Exercise brief:
Set down each entry from the block beneath, exactly as written.

Dataset entries:

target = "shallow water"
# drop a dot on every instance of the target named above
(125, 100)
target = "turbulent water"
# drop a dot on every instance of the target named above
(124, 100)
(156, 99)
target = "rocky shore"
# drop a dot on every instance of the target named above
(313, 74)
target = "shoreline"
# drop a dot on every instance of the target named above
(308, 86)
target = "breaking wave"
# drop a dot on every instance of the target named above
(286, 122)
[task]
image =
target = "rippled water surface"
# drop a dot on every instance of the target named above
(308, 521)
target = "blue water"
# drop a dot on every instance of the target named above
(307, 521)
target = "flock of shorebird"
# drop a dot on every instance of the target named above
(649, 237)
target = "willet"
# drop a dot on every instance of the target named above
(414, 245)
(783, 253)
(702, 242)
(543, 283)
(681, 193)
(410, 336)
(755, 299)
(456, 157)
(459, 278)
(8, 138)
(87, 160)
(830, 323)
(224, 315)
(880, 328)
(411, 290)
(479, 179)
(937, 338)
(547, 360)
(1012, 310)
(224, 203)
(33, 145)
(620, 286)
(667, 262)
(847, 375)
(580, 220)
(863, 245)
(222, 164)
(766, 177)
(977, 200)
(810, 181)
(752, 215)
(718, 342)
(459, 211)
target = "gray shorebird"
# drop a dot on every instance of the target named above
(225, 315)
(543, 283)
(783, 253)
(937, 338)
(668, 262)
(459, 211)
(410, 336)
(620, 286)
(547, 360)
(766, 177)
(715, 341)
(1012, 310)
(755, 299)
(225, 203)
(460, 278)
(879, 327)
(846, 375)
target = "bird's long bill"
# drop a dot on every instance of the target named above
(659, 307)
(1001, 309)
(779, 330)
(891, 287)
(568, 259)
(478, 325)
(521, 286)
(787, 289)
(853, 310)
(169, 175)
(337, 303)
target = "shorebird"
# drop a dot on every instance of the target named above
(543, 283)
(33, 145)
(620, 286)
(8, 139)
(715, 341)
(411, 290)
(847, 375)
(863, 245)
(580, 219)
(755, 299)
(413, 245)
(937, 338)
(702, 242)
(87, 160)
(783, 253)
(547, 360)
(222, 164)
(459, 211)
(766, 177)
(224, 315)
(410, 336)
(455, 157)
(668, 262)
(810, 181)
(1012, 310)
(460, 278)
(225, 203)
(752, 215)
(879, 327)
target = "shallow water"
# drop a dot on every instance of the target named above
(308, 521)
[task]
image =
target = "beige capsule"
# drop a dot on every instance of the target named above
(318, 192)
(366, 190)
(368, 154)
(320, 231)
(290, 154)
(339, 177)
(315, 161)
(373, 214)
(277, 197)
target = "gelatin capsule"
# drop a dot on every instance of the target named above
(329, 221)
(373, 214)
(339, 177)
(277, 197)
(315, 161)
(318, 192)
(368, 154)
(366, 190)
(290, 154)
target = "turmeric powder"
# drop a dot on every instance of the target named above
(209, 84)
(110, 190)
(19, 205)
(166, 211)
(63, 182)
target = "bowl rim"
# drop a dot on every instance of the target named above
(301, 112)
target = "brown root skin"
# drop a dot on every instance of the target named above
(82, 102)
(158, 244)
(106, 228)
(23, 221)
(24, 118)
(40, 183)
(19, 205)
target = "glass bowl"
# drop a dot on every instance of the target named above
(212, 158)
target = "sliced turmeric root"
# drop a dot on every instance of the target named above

Answer to the exercise:
target = "shallow water"
# drop a dot on every instance of the target named above
(125, 100)
target = "turbulent water"
# drop a dot on every instance of the target named above
(124, 100)
(156, 99)
target = "rocky shore"
# drop a dot on every instance of the target named above
(313, 74)
target = "shoreline"
# drop a dot on every instance of the target named above
(308, 86)
target = "breaking wave"
# drop a dot on every instance of the target named above
(286, 122)
[task]
image =
target = "rippled water surface"
# drop a dot on every instance of the target named above
(308, 521)
target = "blue water"
# drop a dot on every instance of the target named above
(307, 521)
target = "flock of shorebird"
# drop a dot on every instance of the target named above
(649, 237)
target = "willet"
# drop a dot on every instance of the target named above
(414, 245)
(783, 253)
(702, 242)
(543, 283)
(681, 193)
(410, 336)
(755, 299)
(456, 157)
(459, 278)
(8, 138)
(87, 160)
(830, 323)
(224, 315)
(880, 328)
(411, 290)
(479, 179)
(937, 338)
(547, 360)
(1012, 310)
(224, 203)
(33, 145)
(620, 286)
(667, 262)
(847, 375)
(580, 220)
(863, 245)
(222, 164)
(766, 177)
(977, 200)
(810, 181)
(752, 215)
(718, 342)
(459, 211)
target = "gray shorebird"
# drop a dot on every instance of the target named above
(225, 315)
(543, 283)
(783, 253)
(937, 338)
(668, 262)
(459, 211)
(410, 336)
(620, 286)
(547, 360)
(766, 177)
(715, 341)
(1012, 310)
(755, 299)
(225, 203)
(460, 278)
(879, 327)
(846, 375)
target = "bird's long bill"
# drop a dot on every instance of the target named above
(659, 307)
(1001, 309)
(779, 330)
(891, 287)
(568, 259)
(478, 325)
(521, 286)
(787, 289)
(853, 310)
(169, 175)
(337, 303)
target = "shorebird"
# drop a dot on every instance of the target named above
(543, 283)
(33, 145)
(620, 286)
(8, 139)
(715, 341)
(411, 290)
(847, 375)
(863, 245)
(580, 219)
(755, 299)
(413, 245)
(937, 338)
(702, 242)
(87, 160)
(783, 253)
(547, 360)
(222, 164)
(459, 211)
(766, 177)
(224, 315)
(410, 336)
(455, 157)
(668, 262)
(810, 181)
(1012, 310)
(460, 278)
(225, 203)
(752, 215)
(879, 327)
target = "shallow water"
# drop a dot on every instance of the target named above
(308, 521)
[task]
image =
target = "beige capsule"
# drop a dot on every instance of the target named above
(318, 192)
(366, 190)
(368, 154)
(320, 231)
(290, 154)
(339, 177)
(315, 161)
(373, 214)
(277, 197)
target = "gelatin capsule"
# drop a dot on every instance of the target named above
(329, 221)
(373, 214)
(339, 177)
(277, 197)
(315, 161)
(318, 192)
(368, 154)
(366, 190)
(290, 154)
target = "turmeric powder"
# drop a dot on every instance of the target named above
(209, 84)
(110, 190)
(19, 205)
(166, 211)
(63, 182)
target = "bowl rim"
# drop a dot on every instance of the target named above
(301, 112)
target = "brown root skin"
# drop a dot on every instance of the target named above
(82, 102)
(158, 244)
(106, 228)
(23, 221)
(24, 118)
(40, 183)
(19, 205)
target = "glass bowl"
# drop a dot on every instance of the target named above
(212, 158)
target = "sliced turmeric root"
# drop a dot on every instance of the target named above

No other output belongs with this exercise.